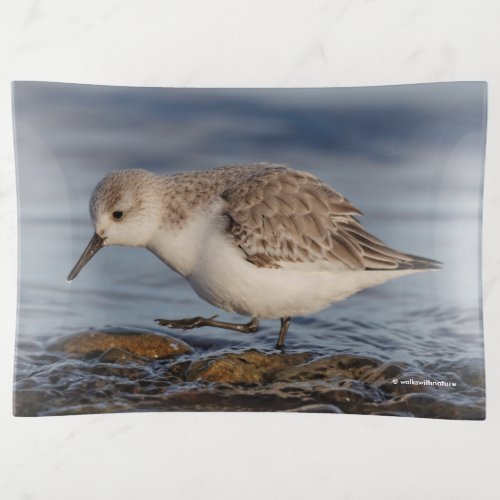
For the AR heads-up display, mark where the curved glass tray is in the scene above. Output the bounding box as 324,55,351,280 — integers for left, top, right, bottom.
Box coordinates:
12,81,487,419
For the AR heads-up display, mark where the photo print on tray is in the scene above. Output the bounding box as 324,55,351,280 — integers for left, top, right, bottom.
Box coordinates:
13,81,487,418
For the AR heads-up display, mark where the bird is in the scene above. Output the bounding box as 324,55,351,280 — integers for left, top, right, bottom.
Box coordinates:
67,163,440,348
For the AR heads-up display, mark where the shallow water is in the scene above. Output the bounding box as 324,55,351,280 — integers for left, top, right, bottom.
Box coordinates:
15,319,485,418
13,83,486,418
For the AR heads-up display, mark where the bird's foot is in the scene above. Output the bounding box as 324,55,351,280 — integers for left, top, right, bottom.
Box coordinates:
155,315,260,333
155,315,219,330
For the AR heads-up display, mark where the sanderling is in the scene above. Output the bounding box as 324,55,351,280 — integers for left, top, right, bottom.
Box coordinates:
67,163,440,348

■ ■ ■ ■ ■

**Task description:** Return each line of the preceding material in which "tray" can be found.

**Written response:**
For the AR heads-up display, mark where the curved glass tray is in the scene above. Output the bounding box as 324,55,351,280 — integers for left, top, right, bottom.
For the AR heads-up display, mark where the photo print on tray is in the scene above. Output the bounding box as 324,55,351,280 — integers for left, top, right, bottom.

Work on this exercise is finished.